- _SELECTED EXTRACT_:
"""

Multiple retropseudogenes from pluripotent cell-specific gene expression indicates a potential signature for novel gene identification.

Oct4, Nanog, and Stella are transcription factors specifically expressed in embryonic stem (ES) cells and germ lineage cells that impart critical functions in the maintenance of pluripotency. Here, we report the excessive frequency and apparent selectivity of retrotransposition of ES cell-specific genes. Six highly homologous pseudogenes for Oct4, 10 for Nanog, and 16 for Stella were identified by nucleotide BLAST (basic local alignment sequence tool) searches against the respective gene mRNA transcripts. Of 15 non-ES cell-specific transcription factor genes, only one had a single pseudogene hit in our screen, emphasizing the apparent selectivity. We present a hypothesis whereby retrotransposition of ES or germ cell-specific genes may reflect an innate predisposition. This is based on the increased probability of germ-line transmission when retrotransposition occurs at a very early stage of development within cells known to contribute to the germ cell lineage. The parental genes for Nanog, Stella, and another embryonic gene, GDF3 are all located on chromosome 12p13 of the human genome, and on chromosome 6 in mouse. Here, we identified an Oct4 pseudogene at the same respective loci in both human and mouse genomes, suggesting functional relevance and indicative of epigenetic regulation. We tested whether the apparent susceptibility for ES cell-specific gene retrotransposition may be extrapolated to a more unified phenomenon, such that a bioinformatic approach may represent a potentially novel strategy for identification of genes with embryonic cell-specific functionality. A preliminary investigation indeed revealed a single gene, previously demonstrated to be responsible for multiple retropseudogenes via germ cell-specific expression in Xenopus.[1]

"""

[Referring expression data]

"""

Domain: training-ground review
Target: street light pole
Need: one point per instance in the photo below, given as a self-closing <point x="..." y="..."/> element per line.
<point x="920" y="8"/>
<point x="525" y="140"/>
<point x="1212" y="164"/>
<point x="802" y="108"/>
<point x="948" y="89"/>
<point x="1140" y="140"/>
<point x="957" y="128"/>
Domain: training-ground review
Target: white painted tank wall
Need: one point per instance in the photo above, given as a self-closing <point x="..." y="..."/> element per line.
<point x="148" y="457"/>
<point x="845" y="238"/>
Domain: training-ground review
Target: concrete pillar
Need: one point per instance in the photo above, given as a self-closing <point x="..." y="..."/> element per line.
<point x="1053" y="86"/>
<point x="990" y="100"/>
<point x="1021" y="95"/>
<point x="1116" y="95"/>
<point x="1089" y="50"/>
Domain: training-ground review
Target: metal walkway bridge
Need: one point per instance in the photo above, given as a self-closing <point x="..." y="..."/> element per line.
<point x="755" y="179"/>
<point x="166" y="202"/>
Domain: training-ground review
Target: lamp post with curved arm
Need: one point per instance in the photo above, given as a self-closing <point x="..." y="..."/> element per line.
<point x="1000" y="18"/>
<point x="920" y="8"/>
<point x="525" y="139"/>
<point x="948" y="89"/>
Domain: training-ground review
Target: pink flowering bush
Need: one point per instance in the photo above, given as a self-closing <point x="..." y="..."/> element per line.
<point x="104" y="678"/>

"""
"""

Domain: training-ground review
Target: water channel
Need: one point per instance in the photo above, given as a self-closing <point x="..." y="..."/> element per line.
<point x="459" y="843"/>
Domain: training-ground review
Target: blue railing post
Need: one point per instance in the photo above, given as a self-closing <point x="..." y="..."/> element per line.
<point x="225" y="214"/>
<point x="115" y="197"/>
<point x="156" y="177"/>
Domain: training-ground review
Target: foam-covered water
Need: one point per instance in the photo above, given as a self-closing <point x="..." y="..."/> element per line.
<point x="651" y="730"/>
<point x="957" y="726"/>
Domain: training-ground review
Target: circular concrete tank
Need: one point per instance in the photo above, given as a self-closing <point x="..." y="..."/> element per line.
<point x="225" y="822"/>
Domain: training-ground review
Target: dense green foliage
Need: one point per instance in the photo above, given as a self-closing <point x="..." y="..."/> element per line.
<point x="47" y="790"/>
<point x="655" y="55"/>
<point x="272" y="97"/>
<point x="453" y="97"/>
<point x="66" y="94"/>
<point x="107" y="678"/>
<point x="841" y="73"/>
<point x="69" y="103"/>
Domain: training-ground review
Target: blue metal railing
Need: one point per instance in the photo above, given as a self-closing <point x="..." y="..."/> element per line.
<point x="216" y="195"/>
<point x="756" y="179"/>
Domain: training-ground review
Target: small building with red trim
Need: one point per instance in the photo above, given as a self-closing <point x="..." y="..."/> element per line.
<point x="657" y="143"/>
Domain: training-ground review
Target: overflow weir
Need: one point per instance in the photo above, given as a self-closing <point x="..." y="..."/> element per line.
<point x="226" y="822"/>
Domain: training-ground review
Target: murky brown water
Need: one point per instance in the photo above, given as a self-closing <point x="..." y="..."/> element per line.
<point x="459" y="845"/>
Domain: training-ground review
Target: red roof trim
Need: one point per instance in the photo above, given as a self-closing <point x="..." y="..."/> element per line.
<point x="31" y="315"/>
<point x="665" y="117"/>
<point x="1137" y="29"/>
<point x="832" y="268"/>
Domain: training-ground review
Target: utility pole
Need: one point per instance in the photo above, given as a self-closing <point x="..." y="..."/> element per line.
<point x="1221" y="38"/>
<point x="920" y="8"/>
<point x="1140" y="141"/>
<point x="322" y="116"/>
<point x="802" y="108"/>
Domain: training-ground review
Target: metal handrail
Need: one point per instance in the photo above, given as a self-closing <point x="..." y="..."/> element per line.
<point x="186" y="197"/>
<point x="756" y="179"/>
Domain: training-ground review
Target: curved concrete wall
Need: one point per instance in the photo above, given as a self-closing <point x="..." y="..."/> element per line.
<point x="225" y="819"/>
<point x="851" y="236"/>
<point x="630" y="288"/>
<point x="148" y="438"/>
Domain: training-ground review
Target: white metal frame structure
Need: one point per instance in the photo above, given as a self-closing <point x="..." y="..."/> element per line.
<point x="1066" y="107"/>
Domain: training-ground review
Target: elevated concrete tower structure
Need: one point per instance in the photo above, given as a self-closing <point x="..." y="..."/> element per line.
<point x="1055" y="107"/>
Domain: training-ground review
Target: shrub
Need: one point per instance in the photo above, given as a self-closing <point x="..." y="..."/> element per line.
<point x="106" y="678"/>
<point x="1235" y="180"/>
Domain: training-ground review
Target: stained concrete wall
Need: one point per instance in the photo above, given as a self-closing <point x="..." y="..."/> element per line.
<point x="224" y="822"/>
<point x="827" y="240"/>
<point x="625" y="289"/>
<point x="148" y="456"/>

"""
"""

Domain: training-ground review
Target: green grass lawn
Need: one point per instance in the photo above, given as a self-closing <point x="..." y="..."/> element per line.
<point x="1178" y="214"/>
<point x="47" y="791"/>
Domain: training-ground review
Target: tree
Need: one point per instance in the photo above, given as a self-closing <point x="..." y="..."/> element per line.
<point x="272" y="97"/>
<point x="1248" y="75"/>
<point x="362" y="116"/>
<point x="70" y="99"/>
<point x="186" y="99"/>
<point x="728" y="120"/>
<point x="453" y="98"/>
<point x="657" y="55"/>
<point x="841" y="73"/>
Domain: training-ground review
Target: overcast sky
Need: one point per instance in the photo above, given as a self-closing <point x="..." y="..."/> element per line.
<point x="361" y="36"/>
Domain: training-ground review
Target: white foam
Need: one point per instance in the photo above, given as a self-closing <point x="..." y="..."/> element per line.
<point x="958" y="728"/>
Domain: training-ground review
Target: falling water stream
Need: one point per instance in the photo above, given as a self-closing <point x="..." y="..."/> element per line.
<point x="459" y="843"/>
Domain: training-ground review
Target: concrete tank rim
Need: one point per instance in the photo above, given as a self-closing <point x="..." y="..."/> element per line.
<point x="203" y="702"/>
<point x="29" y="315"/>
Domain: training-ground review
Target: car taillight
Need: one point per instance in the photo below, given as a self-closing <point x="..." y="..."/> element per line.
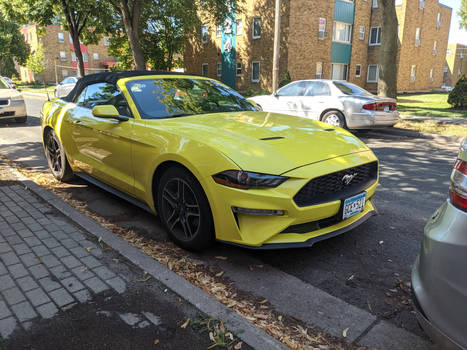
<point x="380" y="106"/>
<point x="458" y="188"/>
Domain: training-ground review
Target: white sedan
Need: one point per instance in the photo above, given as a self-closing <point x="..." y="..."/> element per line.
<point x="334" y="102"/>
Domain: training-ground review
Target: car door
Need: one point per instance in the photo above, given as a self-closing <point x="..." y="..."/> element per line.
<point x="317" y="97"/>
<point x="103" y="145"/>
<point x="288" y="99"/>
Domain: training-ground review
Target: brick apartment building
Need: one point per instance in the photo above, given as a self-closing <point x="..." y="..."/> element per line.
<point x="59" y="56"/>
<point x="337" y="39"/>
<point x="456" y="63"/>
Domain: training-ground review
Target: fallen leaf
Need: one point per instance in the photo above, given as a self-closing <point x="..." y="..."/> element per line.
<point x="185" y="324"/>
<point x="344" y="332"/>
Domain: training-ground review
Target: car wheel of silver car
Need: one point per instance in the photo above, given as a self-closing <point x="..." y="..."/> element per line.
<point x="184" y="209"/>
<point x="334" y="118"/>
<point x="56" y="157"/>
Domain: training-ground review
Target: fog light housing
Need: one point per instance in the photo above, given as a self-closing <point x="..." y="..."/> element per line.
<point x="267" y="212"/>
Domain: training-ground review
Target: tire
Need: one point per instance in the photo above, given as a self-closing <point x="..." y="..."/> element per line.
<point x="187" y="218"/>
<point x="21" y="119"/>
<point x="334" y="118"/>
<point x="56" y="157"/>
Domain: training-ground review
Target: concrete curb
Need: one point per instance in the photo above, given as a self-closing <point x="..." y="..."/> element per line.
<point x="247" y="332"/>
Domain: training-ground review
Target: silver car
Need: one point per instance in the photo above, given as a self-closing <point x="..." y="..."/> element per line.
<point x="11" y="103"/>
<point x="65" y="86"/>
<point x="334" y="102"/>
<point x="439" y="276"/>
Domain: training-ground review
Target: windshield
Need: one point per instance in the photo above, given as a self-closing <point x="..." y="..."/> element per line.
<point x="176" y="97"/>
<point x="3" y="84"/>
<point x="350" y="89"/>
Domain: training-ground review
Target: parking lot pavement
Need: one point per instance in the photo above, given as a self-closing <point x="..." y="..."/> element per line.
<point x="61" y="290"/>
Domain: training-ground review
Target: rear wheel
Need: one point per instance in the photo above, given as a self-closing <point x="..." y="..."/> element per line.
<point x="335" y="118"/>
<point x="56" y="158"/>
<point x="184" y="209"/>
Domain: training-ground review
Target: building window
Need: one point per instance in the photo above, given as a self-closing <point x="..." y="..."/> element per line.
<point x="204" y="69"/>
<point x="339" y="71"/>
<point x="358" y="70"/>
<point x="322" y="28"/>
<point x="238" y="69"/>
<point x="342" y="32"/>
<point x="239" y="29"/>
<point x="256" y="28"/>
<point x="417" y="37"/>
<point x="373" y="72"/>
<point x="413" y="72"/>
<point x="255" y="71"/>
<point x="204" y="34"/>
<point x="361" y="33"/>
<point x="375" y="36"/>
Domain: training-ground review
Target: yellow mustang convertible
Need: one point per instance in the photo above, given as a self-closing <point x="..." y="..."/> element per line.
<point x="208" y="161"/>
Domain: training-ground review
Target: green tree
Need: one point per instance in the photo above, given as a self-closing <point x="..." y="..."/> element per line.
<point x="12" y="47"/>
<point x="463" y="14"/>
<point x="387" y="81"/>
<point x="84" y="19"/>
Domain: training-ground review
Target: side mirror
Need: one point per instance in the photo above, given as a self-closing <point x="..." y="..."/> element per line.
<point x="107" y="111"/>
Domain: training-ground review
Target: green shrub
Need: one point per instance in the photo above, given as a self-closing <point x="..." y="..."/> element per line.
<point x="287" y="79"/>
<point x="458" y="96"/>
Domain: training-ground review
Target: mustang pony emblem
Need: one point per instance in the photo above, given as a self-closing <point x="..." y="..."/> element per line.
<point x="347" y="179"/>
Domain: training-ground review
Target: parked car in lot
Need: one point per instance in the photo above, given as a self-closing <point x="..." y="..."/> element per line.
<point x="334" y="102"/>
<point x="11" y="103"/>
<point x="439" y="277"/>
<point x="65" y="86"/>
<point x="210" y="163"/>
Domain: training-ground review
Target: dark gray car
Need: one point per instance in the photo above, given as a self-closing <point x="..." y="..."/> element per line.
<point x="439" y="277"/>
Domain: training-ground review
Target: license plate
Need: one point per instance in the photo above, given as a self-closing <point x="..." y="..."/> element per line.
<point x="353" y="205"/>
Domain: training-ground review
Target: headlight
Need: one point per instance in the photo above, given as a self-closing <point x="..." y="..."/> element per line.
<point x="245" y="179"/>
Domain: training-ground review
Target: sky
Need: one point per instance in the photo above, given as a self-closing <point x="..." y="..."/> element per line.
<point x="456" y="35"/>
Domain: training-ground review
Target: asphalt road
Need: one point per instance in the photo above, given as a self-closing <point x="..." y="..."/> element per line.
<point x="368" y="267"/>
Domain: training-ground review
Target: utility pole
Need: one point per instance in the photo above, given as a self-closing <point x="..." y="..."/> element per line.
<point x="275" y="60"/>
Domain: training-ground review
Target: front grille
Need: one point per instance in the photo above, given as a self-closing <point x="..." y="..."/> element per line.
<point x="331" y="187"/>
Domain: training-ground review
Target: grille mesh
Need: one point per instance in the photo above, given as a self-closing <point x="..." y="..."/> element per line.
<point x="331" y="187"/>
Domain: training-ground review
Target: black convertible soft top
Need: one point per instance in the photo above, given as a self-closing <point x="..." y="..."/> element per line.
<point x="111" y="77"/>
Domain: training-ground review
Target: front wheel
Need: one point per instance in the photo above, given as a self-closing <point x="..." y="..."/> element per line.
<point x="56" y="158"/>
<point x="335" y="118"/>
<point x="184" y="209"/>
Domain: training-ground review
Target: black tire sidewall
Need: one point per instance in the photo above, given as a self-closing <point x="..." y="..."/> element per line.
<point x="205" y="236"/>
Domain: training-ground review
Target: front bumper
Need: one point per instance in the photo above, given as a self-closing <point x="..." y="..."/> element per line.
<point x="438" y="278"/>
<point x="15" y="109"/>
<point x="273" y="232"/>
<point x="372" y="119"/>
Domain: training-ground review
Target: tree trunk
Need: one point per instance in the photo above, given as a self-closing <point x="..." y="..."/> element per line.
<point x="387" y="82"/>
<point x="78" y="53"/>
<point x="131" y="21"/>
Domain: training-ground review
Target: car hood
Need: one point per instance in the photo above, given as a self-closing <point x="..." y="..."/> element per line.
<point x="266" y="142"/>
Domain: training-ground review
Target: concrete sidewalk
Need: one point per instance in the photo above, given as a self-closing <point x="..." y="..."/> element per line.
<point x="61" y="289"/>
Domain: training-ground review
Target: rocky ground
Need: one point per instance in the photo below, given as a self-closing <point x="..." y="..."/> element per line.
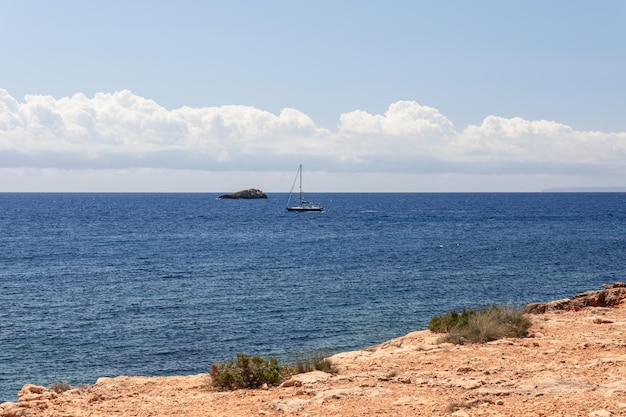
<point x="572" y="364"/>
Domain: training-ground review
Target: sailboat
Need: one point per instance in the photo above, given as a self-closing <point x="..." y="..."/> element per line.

"""

- _DIRECTIONS FOR THIS TASK_: Sum up the abstract on pseudogenes of stem cell genes in two sentences. The rows were taken from a different source than the text.

- _FINISHED TASK_: Oct4, Nanog, and Stella, transcription factors expressed in embryonic stem and germ lineage cells, have many highly similar pseudogenes (6, 10, and 16), while only one of 15 non-ES cell-specific transcription factor genes had a single pseudogene hit. The authors propose that this reflects an innate predisposition linked to germ-line transmission when retrotransposition happens early in development, and they suggest that searching for such pseudogenes could be a new way to find genes with embryonic cell-specific functions.